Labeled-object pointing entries
%%

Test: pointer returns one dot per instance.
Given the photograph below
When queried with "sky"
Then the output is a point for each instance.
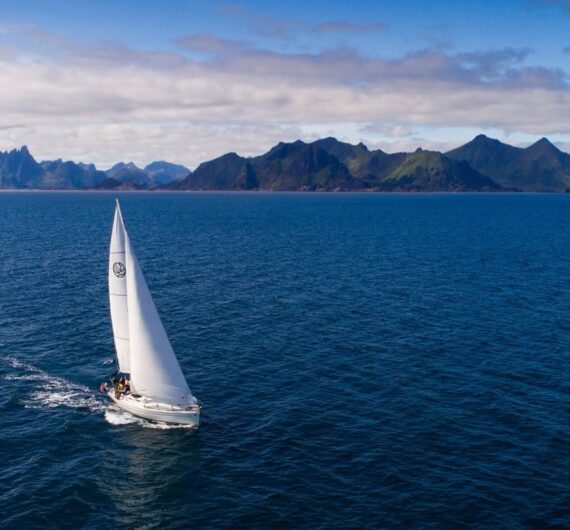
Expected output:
(189, 80)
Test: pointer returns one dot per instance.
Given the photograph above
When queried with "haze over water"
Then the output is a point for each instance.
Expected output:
(363, 360)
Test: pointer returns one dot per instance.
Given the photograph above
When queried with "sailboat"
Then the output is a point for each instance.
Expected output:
(149, 382)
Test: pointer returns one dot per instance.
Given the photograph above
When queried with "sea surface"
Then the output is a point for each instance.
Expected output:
(362, 360)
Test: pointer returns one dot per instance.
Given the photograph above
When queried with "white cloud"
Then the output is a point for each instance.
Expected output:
(111, 103)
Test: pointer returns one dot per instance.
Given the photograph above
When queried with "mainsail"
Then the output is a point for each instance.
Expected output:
(118, 292)
(155, 372)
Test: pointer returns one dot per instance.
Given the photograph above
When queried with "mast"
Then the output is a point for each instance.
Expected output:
(118, 291)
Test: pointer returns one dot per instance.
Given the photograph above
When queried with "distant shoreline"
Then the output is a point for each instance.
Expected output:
(307, 192)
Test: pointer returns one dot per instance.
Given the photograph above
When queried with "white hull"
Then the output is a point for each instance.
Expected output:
(151, 410)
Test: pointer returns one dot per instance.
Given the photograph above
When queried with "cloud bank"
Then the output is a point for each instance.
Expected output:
(212, 95)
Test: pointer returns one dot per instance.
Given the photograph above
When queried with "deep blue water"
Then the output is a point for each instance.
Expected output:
(363, 361)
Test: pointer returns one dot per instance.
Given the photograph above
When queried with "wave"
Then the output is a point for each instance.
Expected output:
(52, 391)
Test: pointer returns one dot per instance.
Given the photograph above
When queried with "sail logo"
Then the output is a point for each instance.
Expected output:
(119, 270)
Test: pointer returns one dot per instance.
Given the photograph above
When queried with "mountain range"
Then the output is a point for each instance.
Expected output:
(19, 170)
(483, 164)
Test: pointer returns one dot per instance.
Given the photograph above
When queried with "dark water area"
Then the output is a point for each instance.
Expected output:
(362, 360)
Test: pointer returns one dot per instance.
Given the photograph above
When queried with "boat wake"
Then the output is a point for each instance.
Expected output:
(49, 391)
(117, 416)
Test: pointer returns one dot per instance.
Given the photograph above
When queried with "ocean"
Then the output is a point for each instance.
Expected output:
(362, 361)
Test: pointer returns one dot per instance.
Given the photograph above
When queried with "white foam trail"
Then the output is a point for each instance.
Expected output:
(52, 391)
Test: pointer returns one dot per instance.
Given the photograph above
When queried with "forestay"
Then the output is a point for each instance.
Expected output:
(155, 372)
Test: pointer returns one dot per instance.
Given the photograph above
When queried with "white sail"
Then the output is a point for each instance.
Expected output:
(155, 372)
(118, 292)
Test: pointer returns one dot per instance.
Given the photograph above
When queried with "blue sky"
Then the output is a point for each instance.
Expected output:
(190, 80)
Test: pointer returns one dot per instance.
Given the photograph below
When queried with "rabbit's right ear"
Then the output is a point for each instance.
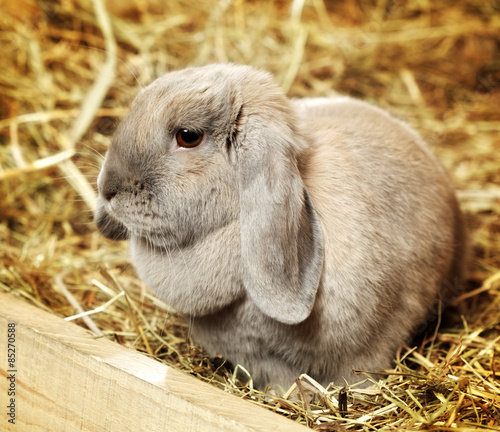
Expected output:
(109, 226)
(281, 239)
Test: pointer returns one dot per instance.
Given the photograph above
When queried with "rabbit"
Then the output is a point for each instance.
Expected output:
(297, 236)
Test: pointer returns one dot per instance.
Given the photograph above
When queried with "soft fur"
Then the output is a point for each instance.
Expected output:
(307, 236)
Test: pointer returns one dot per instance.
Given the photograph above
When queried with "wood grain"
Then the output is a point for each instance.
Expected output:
(68, 381)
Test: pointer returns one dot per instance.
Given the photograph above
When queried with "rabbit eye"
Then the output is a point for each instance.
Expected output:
(187, 138)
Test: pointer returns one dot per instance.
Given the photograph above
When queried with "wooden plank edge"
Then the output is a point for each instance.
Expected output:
(64, 379)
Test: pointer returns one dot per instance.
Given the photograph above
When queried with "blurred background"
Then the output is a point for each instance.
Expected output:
(70, 68)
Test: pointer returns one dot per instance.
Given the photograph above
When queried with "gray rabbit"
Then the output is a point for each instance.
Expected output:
(308, 236)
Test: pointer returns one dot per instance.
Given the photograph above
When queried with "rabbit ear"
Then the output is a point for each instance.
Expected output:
(281, 240)
(109, 226)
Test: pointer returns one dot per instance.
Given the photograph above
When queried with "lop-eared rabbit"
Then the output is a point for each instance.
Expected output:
(299, 236)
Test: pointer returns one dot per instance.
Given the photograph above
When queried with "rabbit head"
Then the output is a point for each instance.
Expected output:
(206, 150)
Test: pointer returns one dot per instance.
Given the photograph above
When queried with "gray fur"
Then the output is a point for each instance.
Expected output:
(307, 236)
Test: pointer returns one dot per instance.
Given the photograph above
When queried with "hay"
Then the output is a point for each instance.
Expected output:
(433, 63)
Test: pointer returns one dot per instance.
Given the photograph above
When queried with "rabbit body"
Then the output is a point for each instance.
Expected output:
(301, 236)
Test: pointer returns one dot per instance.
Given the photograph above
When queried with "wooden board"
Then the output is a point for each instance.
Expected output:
(65, 380)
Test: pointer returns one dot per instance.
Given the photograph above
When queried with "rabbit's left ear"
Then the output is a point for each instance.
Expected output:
(281, 240)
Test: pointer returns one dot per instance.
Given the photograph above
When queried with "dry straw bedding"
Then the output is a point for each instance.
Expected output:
(70, 68)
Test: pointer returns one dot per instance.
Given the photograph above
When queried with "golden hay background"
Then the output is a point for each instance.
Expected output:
(63, 89)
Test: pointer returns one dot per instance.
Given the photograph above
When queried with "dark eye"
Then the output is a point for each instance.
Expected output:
(187, 138)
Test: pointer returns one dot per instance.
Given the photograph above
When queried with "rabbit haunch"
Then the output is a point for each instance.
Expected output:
(300, 236)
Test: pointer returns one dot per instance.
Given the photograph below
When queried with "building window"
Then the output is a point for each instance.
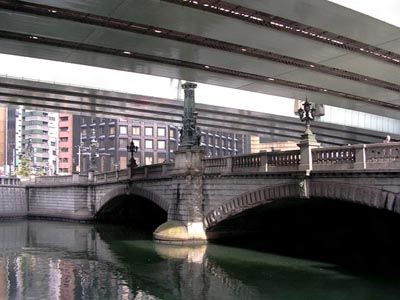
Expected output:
(123, 162)
(148, 131)
(123, 143)
(135, 130)
(172, 133)
(161, 158)
(148, 144)
(161, 131)
(172, 146)
(161, 145)
(148, 158)
(137, 143)
(123, 130)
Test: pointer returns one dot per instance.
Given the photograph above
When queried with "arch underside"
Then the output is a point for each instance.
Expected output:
(364, 195)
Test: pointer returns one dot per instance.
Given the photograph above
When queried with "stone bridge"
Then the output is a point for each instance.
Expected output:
(197, 193)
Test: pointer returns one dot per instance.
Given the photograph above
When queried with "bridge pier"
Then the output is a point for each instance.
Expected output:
(186, 212)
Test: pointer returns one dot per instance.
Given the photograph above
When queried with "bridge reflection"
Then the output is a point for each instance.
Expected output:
(79, 261)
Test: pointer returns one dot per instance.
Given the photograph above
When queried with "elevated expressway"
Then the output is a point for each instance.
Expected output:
(290, 48)
(95, 102)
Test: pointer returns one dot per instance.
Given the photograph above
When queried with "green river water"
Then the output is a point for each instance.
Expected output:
(59, 260)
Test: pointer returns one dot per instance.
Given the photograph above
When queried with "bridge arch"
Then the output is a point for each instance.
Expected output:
(360, 194)
(250, 200)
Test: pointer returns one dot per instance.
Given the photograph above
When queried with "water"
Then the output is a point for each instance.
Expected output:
(55, 260)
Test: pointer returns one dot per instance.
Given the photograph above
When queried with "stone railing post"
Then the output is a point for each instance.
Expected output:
(229, 166)
(75, 178)
(360, 157)
(91, 176)
(307, 143)
(263, 162)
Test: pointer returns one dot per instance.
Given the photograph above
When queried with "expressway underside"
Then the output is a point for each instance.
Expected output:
(339, 232)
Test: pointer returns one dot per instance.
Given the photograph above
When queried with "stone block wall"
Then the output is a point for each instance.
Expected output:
(64, 202)
(12, 201)
(219, 190)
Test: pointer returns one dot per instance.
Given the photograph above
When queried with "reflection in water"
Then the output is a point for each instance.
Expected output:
(52, 260)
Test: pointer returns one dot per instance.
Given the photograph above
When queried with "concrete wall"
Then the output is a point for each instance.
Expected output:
(62, 201)
(12, 201)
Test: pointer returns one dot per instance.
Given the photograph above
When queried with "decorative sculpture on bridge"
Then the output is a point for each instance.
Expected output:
(307, 114)
(308, 140)
(190, 133)
(93, 151)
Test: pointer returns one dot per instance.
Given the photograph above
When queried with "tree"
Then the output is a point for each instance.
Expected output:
(25, 166)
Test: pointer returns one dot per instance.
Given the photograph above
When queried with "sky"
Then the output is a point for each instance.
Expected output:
(52, 71)
(385, 10)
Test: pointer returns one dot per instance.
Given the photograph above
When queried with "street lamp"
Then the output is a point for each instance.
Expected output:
(131, 148)
(93, 151)
(307, 114)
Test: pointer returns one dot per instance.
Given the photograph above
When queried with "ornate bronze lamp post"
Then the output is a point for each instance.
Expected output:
(131, 148)
(93, 152)
(308, 140)
(306, 115)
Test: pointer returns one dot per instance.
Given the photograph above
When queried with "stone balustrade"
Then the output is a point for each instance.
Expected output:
(60, 180)
(361, 156)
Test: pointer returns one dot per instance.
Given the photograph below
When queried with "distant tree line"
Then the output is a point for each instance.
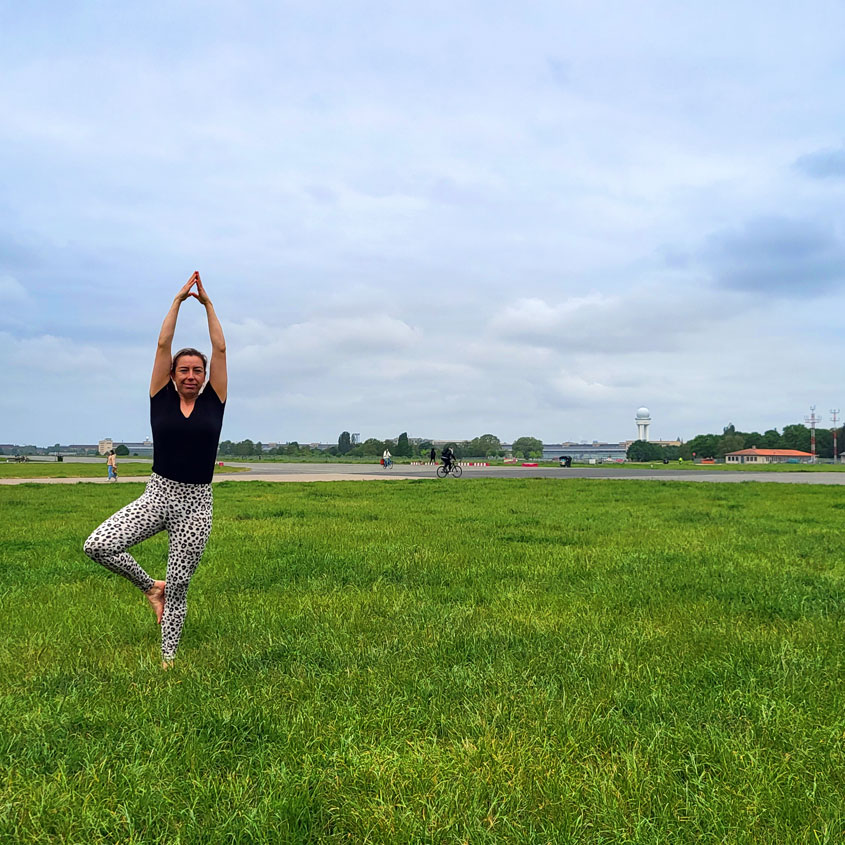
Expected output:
(795, 436)
(483, 446)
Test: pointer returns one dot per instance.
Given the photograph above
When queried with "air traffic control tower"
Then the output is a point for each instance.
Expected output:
(643, 421)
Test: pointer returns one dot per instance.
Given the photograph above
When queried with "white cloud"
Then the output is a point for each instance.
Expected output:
(446, 221)
(12, 291)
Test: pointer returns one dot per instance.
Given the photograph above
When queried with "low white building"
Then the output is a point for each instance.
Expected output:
(768, 456)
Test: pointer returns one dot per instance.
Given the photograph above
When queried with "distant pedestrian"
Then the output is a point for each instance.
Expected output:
(112, 464)
(186, 414)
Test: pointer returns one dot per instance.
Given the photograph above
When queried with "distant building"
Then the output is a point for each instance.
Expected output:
(768, 456)
(581, 452)
(643, 421)
(141, 448)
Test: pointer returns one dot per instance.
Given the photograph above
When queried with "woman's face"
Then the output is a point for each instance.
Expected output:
(189, 376)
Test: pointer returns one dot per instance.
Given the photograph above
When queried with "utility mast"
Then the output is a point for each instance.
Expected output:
(812, 420)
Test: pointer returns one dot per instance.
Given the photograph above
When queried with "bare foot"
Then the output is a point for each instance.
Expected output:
(155, 596)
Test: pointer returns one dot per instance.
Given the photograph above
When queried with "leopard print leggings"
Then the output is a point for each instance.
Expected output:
(184, 511)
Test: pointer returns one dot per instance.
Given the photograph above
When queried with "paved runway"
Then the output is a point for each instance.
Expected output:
(271, 471)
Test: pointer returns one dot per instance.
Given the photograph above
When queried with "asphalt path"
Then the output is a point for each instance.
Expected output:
(278, 471)
(273, 471)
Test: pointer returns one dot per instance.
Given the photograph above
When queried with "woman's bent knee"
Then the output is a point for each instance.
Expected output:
(95, 548)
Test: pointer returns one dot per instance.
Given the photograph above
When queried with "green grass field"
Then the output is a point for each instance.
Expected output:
(516, 661)
(48, 469)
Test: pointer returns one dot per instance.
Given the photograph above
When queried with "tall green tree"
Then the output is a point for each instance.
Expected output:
(796, 436)
(372, 446)
(732, 442)
(642, 450)
(771, 439)
(527, 447)
(484, 446)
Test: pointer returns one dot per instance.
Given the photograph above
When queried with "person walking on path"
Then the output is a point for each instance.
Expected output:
(186, 415)
(112, 464)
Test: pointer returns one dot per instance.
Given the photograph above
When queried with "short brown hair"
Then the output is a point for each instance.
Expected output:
(188, 350)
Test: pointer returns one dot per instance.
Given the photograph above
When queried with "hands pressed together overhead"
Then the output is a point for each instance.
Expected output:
(199, 293)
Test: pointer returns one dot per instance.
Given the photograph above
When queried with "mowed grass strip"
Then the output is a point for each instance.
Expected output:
(66, 469)
(501, 661)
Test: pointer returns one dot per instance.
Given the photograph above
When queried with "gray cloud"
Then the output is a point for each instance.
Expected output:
(823, 164)
(777, 256)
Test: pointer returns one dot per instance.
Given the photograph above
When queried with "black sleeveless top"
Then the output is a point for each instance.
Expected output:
(185, 448)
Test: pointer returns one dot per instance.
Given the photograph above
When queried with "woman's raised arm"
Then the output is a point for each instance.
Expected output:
(217, 373)
(164, 353)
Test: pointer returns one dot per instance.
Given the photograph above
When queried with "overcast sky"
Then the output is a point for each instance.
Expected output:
(441, 218)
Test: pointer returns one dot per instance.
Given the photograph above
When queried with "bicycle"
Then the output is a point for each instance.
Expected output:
(444, 469)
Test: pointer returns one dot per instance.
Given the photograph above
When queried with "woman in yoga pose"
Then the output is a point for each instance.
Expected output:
(186, 415)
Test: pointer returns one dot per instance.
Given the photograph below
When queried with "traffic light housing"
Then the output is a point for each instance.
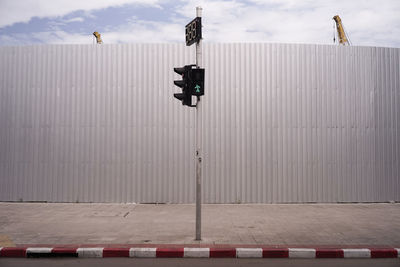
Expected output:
(185, 96)
(192, 83)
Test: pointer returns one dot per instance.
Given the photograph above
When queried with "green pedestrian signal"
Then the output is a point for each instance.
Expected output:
(196, 83)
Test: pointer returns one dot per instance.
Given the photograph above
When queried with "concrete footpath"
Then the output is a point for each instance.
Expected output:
(229, 231)
(306, 225)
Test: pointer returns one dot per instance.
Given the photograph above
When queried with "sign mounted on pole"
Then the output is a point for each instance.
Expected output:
(193, 31)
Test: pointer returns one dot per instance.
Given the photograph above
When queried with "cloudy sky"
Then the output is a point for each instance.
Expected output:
(367, 22)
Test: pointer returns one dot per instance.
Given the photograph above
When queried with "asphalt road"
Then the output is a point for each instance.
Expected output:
(122, 262)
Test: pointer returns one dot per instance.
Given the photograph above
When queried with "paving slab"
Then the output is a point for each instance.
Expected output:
(336, 225)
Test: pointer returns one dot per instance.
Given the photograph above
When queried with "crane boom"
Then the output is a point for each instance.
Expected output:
(343, 40)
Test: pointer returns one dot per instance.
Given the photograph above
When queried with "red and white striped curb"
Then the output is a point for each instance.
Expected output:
(141, 252)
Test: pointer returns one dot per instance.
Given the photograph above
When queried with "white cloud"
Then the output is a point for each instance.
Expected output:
(12, 11)
(76, 19)
(368, 22)
(306, 21)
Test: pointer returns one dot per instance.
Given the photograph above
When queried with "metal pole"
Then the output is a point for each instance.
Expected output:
(198, 141)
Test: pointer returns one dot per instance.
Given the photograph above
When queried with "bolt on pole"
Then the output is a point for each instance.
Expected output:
(198, 141)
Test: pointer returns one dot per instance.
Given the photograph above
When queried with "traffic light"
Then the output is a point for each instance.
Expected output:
(196, 81)
(185, 96)
(192, 83)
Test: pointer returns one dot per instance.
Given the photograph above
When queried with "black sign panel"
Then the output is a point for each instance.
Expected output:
(193, 31)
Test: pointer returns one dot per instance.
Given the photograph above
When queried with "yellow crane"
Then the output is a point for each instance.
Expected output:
(343, 39)
(98, 38)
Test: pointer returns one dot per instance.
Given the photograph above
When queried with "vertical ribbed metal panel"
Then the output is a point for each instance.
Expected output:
(282, 123)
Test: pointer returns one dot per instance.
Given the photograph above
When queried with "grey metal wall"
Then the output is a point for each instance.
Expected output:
(282, 123)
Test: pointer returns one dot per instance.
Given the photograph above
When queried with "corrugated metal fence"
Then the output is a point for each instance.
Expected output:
(282, 123)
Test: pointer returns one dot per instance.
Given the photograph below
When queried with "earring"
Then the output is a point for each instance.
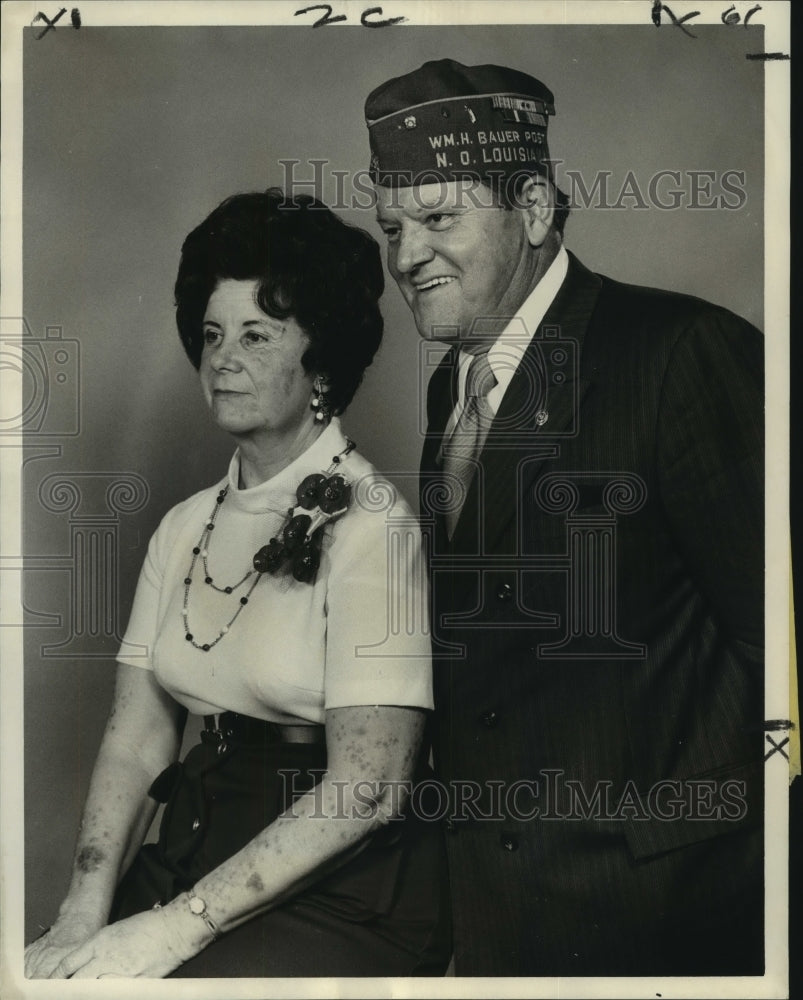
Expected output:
(323, 410)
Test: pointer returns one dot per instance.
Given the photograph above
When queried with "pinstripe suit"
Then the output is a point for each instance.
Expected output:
(607, 570)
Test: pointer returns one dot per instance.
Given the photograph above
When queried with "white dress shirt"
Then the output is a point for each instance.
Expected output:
(507, 351)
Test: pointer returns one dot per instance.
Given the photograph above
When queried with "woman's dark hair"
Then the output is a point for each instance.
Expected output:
(310, 266)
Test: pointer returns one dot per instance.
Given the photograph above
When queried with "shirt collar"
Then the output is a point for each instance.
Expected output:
(279, 491)
(509, 347)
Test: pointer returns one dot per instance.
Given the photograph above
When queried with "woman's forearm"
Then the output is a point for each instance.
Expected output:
(359, 793)
(142, 737)
(116, 817)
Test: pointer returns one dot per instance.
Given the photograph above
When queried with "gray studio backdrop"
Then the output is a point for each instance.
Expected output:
(132, 135)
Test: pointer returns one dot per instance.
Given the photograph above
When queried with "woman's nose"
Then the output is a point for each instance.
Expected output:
(224, 354)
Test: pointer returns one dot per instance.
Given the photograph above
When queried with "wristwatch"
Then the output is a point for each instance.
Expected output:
(198, 907)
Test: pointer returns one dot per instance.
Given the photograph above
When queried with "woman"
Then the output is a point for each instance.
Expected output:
(263, 605)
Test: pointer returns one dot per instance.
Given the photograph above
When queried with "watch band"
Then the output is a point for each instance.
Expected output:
(198, 907)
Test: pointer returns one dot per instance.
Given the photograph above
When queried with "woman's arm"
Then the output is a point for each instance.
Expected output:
(142, 737)
(372, 753)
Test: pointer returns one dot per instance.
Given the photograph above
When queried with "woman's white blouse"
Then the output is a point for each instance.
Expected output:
(358, 636)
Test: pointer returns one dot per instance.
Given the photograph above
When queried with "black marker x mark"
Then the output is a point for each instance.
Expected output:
(776, 747)
(50, 24)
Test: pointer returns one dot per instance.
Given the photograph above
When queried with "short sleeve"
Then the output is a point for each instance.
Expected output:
(143, 625)
(136, 648)
(378, 648)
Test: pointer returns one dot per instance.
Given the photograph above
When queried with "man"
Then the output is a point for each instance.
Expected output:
(591, 483)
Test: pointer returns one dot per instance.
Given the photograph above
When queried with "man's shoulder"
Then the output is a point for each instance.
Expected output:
(643, 308)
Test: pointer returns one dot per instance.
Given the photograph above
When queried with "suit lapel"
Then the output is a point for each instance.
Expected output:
(540, 408)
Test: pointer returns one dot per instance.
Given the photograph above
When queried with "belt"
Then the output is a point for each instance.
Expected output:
(225, 727)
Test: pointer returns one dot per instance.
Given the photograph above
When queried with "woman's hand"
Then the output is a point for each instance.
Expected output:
(68, 933)
(147, 944)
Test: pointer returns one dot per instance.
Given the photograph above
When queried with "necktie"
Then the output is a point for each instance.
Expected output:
(462, 450)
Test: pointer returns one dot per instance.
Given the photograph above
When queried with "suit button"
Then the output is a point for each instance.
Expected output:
(489, 719)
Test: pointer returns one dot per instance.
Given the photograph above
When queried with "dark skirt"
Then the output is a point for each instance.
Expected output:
(385, 912)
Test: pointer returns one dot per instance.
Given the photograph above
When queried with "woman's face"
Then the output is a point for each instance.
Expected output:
(251, 370)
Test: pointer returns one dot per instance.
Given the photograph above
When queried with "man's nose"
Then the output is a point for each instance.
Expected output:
(413, 249)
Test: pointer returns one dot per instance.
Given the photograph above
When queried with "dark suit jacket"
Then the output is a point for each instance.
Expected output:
(598, 631)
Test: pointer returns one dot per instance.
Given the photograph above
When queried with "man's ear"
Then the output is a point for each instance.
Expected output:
(537, 202)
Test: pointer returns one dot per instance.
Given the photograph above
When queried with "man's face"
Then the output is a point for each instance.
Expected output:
(456, 256)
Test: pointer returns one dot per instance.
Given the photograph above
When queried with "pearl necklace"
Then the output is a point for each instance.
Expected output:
(307, 497)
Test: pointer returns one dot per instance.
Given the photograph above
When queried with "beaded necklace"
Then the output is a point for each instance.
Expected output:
(320, 497)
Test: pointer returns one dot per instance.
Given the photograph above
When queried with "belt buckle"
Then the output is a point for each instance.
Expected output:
(219, 733)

%%

To be done » Select every line in the entries above that contains the string "stone" and copy each one out.

Reply to the exercise »
When queried with "stone bridge"
When queried with "stone railing post"
When queried with "stone block wall"
When queried with "stone balustrade"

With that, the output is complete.